▸ **Task requirements**: What comes back must be the data itself, retyped exactly.

▸ **Dataset records**:
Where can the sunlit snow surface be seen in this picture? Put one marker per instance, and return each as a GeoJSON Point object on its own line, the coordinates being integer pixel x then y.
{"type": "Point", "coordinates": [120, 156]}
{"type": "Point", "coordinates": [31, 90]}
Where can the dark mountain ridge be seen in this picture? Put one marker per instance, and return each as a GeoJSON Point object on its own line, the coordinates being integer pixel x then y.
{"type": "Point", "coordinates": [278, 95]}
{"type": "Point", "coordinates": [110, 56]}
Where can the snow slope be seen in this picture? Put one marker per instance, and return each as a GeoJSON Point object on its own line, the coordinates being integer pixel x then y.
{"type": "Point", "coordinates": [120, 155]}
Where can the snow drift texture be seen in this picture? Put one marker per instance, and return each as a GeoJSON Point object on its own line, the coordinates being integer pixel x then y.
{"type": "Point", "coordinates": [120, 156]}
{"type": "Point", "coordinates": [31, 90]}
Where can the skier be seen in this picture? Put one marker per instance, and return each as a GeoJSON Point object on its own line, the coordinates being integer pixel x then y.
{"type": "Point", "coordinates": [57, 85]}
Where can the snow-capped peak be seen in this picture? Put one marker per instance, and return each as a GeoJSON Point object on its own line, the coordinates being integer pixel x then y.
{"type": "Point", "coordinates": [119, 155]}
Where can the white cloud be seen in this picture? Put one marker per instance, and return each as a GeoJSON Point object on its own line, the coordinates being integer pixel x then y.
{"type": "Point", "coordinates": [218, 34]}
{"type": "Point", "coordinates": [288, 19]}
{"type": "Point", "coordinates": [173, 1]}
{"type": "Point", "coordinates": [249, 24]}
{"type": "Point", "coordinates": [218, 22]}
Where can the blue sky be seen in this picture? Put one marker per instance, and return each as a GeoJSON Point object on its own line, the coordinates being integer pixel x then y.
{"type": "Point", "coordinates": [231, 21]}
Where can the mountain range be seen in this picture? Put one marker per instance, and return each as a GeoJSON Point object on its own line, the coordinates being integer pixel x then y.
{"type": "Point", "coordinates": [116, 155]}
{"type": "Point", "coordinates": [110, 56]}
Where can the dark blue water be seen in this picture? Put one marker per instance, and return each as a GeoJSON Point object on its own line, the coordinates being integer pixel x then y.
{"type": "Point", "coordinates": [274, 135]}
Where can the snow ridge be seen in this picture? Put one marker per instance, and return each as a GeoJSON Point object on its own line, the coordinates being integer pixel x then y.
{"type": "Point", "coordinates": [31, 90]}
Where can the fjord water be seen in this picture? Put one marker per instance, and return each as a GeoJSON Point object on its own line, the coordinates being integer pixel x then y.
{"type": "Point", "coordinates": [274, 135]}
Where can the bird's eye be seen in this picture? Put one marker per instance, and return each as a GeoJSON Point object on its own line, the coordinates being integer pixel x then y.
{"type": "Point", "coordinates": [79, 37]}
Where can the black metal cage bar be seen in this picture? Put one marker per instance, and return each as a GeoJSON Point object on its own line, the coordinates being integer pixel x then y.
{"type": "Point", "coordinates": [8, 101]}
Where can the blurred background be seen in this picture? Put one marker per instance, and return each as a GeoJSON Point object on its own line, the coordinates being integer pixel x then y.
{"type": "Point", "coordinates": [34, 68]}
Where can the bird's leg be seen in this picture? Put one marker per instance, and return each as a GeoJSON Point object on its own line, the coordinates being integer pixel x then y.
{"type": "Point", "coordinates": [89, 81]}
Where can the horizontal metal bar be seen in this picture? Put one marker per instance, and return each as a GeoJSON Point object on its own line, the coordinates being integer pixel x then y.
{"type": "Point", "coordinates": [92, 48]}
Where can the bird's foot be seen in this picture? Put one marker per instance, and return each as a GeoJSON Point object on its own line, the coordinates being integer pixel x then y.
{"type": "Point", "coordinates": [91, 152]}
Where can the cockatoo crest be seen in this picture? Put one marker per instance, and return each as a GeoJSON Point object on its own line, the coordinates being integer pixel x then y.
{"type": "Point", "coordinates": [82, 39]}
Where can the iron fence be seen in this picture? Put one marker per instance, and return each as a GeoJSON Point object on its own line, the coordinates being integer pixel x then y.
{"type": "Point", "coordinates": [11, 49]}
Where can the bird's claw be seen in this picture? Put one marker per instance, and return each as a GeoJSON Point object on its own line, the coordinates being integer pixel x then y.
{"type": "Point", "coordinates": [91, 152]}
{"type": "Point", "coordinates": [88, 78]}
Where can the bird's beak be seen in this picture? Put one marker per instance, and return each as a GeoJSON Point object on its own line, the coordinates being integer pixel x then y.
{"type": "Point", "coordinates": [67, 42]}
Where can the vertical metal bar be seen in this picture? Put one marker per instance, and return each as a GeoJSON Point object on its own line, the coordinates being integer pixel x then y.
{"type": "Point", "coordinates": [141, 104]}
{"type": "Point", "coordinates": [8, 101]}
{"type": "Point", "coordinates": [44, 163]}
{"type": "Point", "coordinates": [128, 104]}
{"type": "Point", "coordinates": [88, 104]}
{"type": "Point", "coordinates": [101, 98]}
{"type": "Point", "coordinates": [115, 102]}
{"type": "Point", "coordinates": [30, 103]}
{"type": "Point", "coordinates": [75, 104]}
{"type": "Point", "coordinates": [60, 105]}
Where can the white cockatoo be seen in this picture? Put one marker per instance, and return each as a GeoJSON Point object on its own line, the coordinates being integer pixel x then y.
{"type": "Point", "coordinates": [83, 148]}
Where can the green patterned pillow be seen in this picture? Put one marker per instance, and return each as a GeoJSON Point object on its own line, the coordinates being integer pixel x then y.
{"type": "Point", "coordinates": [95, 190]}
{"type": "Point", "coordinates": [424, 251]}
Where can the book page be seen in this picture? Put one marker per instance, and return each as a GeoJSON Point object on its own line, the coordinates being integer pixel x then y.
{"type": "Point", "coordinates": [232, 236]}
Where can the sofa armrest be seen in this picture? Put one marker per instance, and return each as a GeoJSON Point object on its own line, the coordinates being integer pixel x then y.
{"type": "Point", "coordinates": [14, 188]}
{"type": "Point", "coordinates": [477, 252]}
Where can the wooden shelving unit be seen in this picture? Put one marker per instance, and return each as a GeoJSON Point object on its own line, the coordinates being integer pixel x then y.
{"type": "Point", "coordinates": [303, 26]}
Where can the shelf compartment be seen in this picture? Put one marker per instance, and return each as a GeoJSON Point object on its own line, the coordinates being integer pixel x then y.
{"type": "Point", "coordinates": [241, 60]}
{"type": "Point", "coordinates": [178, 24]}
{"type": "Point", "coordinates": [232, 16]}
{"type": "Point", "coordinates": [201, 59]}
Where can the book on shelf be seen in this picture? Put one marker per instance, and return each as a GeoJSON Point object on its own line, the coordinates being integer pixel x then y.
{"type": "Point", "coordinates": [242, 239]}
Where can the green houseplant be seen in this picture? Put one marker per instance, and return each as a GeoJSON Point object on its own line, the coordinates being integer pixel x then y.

▸ **Your response**:
Where can the sunlit snow surface be seen in this picture? Put one marker per instance, and return each as a GeoJSON Point object on its own line, the coordinates being integer pixel x then y.
{"type": "Point", "coordinates": [120, 156]}
{"type": "Point", "coordinates": [31, 90]}
Where can the dark mountain ridge be seen in this picture? Put one marker per instance, and return each as a GeoJSON Point object on its own line, the coordinates being integer pixel x then y.
{"type": "Point", "coordinates": [278, 95]}
{"type": "Point", "coordinates": [110, 56]}
Where can the snow slope be seen in this picture? Put one marker per instance, and return each as a GeoJSON Point object on its own line, the coordinates being integer pixel x then y.
{"type": "Point", "coordinates": [120, 155]}
Where can the snow drift texture be seen in this picture? Put one marker per instance, and return each as a GeoJSON Point object on its own line, the coordinates being integer pixel x then y.
{"type": "Point", "coordinates": [120, 156]}
{"type": "Point", "coordinates": [31, 90]}
Where can the skier be seen in this picture? Put one marker per instance, and return each as a GeoJSON Point object on its own line, the coordinates being integer pixel x then y.
{"type": "Point", "coordinates": [57, 85]}
Where can the snow-capped peak be seen in this picture? Put one marker per instance, and return each as a GeoJSON Point object on its own line, the coordinates being integer pixel x then y.
{"type": "Point", "coordinates": [119, 155]}
Where can the white cloud be seen in this picture? Put one marker per instance, and return each as a GeoJSON Point object on its own line, the coordinates being integer pixel x then y.
{"type": "Point", "coordinates": [218, 34]}
{"type": "Point", "coordinates": [288, 19]}
{"type": "Point", "coordinates": [173, 1]}
{"type": "Point", "coordinates": [249, 24]}
{"type": "Point", "coordinates": [218, 22]}
Where can the blue sky be seen in this picture? Put one marker per instance, and return each as a GeoJSON Point object on its own line, the coordinates being integer pixel x then y.
{"type": "Point", "coordinates": [231, 21]}
Where can the mountain range be seen in this picture? Put one marker per instance, and return each as a GeoJSON Point object on its own line, the coordinates being integer pixel x then y.
{"type": "Point", "coordinates": [116, 155]}
{"type": "Point", "coordinates": [110, 56]}
Where can the dark blue water be seen in this picture? Put one marker per instance, and return each as a GeoJSON Point object on its own line, the coordinates being integer pixel x then y.
{"type": "Point", "coordinates": [274, 135]}
Where can the snow ridge be seen in this picture? Put one marker per instance, and return each as a GeoJSON Point object on its own line, the coordinates being integer pixel x then y.
{"type": "Point", "coordinates": [31, 90]}
Where can the fjord water be seen in this picture? Put one marker per instance, and return each as a GeoJSON Point object on its own line, the coordinates being integer pixel x then y.
{"type": "Point", "coordinates": [274, 135]}
Where can the bird's eye be seen in this picture? Put one marker per instance, and return each as a GeoJSON Point object on its own line, the coordinates being integer pixel x then y.
{"type": "Point", "coordinates": [79, 37]}
Where can the black metal cage bar be seen in this picture? Put one marker per instance, and return each as a GeoJSON Point object on its own line, the coordinates being integer pixel x then y.
{"type": "Point", "coordinates": [8, 101]}
Where can the blurred background be seen in this picture? Put one marker per instance, and return each as a GeoJSON Point object on its own line, the coordinates being integer pixel x then y.
{"type": "Point", "coordinates": [34, 68]}
Where can the bird's leg be seen in this picture? Put one marker per instance, and return each as a GeoJSON Point object on its own line, the coordinates being integer pixel x then y.
{"type": "Point", "coordinates": [89, 81]}
Where can the horizontal metal bar be seen in this picture? Put one marker per instance, and return each as a GeoJSON Point object on its own line, the coordinates being integer pixel x then y.
{"type": "Point", "coordinates": [92, 48]}
Where can the bird's foot be seen in this picture? Put one marker per instance, and return each as a GeoJSON Point object on its own line, the coordinates being integer pixel x then y.
{"type": "Point", "coordinates": [91, 152]}
Where can the cockatoo crest be seen in this picture? Put one marker per instance, and return each as a GeoJSON Point object on its own line, the coordinates being integer pixel x then y.
{"type": "Point", "coordinates": [82, 39]}
Where can the iron fence be seen in this picture? Put one marker per instance, and return each as a GeoJSON Point object on its own line, the coordinates being integer pixel x then y.
{"type": "Point", "coordinates": [11, 49]}
Where can the bird's claw be seen in this picture? Put one marker per instance, and return each as a GeoJSON Point object on its own line, the coordinates being integer pixel x then y.
{"type": "Point", "coordinates": [91, 152]}
{"type": "Point", "coordinates": [88, 78]}
Where can the bird's beak be seen in this picture? Put one marker per instance, and return each as a GeoJSON Point object on its own line, the coordinates being integer pixel x then y.
{"type": "Point", "coordinates": [67, 42]}
Where can the vertical metal bar be seen in this picture? Put one marker per instance, and return each as a GeoJSON Point object on its own line, the coordinates being integer pixel x then y.
{"type": "Point", "coordinates": [141, 104]}
{"type": "Point", "coordinates": [8, 101]}
{"type": "Point", "coordinates": [44, 163]}
{"type": "Point", "coordinates": [128, 104]}
{"type": "Point", "coordinates": [88, 104]}
{"type": "Point", "coordinates": [101, 98]}
{"type": "Point", "coordinates": [115, 102]}
{"type": "Point", "coordinates": [30, 103]}
{"type": "Point", "coordinates": [75, 104]}
{"type": "Point", "coordinates": [60, 105]}
Where can the white cockatoo be seen in this picture? Put one marker per instance, and return each as a GeoJSON Point object on its own line, the coordinates being integer pixel x then y.
{"type": "Point", "coordinates": [83, 148]}
Where can the green patterned pillow be seen in this picture? Put one marker per instance, and return each as a GeoJSON Point object on its own line, the coordinates being integer pixel x then y.
{"type": "Point", "coordinates": [95, 190]}
{"type": "Point", "coordinates": [424, 251]}
Where can the book page be seen in this picture? Put one marker per instance, and return each as a GeoJSON Point object on its own line, the coordinates being integer pixel x then y.
{"type": "Point", "coordinates": [232, 236]}
Where can the sofa armrest be seen in this picture? Put one marker per instance, and return each as a GeoJSON Point object on its own line, the coordinates being integer pixel x then y.
{"type": "Point", "coordinates": [14, 188]}
{"type": "Point", "coordinates": [477, 252]}
Where can the wooden shelving unit be seen in this picture? Put one marker per instance, and return each as a GeoJSON Point object on its own line, the coordinates being integer pixel x then y.
{"type": "Point", "coordinates": [303, 26]}
Where can the shelf compartment be seen in this picture? Put one marker per instance, and return each as a GeoJSON Point object on its own line, the coordinates being integer pixel x then y.
{"type": "Point", "coordinates": [241, 60]}
{"type": "Point", "coordinates": [178, 24]}
{"type": "Point", "coordinates": [232, 16]}
{"type": "Point", "coordinates": [201, 59]}
Where can the book on shelf be seen in this picture? Put one marker per instance, and return each as a GeoJSON Point object on its own line, the coordinates being integer pixel x then y.
{"type": "Point", "coordinates": [242, 239]}
Where can the green houseplant be seen in this picture? Put one marker per instance, and return each as a GeoJSON Point object on its own line, the coordinates being integer pixel x then y.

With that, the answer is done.